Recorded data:

- - -

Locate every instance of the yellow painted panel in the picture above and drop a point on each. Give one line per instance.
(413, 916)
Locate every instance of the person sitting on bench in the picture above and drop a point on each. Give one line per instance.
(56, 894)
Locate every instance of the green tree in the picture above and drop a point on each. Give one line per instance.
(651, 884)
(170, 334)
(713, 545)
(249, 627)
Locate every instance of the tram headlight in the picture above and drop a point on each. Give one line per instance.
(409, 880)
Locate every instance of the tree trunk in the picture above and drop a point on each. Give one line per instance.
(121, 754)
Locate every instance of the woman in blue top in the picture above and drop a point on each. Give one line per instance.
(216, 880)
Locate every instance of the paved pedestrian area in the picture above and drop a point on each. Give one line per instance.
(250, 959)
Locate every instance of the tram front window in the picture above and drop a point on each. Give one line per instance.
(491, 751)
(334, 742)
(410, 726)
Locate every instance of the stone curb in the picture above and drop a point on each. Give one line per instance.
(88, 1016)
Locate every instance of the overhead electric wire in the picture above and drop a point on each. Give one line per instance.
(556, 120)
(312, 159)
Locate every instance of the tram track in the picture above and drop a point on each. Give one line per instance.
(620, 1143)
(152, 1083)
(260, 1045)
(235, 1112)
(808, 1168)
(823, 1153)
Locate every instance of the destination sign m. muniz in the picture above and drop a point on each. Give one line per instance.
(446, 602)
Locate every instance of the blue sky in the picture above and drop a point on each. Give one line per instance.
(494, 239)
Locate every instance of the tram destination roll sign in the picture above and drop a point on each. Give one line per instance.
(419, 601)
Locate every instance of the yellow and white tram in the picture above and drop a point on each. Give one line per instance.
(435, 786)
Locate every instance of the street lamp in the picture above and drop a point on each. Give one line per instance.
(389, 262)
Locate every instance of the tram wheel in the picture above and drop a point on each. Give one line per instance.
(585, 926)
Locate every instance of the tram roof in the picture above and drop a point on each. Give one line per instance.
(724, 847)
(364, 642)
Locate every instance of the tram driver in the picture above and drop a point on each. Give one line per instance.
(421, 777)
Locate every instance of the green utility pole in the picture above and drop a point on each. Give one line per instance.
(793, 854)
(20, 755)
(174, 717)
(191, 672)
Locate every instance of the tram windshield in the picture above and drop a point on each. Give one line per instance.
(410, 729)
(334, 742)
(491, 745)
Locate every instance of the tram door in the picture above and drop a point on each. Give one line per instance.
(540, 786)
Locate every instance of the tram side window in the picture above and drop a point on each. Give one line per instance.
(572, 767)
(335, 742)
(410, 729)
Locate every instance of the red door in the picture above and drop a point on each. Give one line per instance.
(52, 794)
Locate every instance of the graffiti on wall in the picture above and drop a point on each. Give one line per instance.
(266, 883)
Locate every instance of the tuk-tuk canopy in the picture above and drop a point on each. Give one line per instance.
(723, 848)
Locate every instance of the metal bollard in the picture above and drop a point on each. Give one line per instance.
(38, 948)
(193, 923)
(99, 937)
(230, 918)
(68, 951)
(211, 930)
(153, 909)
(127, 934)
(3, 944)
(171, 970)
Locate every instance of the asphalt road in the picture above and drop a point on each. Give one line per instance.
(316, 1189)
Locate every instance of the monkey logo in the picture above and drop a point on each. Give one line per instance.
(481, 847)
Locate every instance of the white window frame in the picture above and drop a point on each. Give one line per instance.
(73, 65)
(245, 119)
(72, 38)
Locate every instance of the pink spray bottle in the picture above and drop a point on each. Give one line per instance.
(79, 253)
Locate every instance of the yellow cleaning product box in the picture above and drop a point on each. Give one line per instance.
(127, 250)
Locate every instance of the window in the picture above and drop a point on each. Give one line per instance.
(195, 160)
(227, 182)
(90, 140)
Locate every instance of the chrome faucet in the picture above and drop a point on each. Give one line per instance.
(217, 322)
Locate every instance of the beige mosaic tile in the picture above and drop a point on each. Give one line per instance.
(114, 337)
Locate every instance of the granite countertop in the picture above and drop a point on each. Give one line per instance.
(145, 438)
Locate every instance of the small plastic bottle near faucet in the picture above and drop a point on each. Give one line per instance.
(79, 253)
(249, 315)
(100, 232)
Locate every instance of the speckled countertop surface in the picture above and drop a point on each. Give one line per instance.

- - -

STATED PROBLEM
Only the lines from the one containing "Locate every instance of the monkey" to the end of the data should be printed, exactly as they stand.

TASK OUTPUT
Locate every instance of the monkey logo in the picture above and drop a point on each. Give one line per instance.
(481, 847)
Locate every instance of the white window frame in the picture above and drop a point on each. Give one line per instance.
(73, 65)
(245, 119)
(72, 38)
Locate every instance of the pink spray bottle in the picture above and drop a point on each. Give one line per instance.
(79, 253)
Locate every instance of the yellow cleaning product box in the picture above and drop a point on each. Give one line per instance.
(127, 250)
Locate every instance of the window in the picture above and drop a point on each. Give one line per instance.
(195, 160)
(227, 182)
(90, 140)
Locate every instance of the chrome faucet in the picture above and drop a point on each. Give one line per instance.
(217, 322)
Locate every instance of the beige mosaic tile in the picture above and drop a point on each. Give one line per instance.
(114, 337)
Locate every instance of the granite countertop in the picture above and drop a point on each. Give one line per instance.
(145, 438)
Locate every instance of the small plastic bottle near faucet in the picture above and drop a point on each. Give one line per instance.
(79, 253)
(249, 315)
(100, 232)
Locate every instance of the speckled countertop surface in the picture above and drop a point on each. Give one line per instance.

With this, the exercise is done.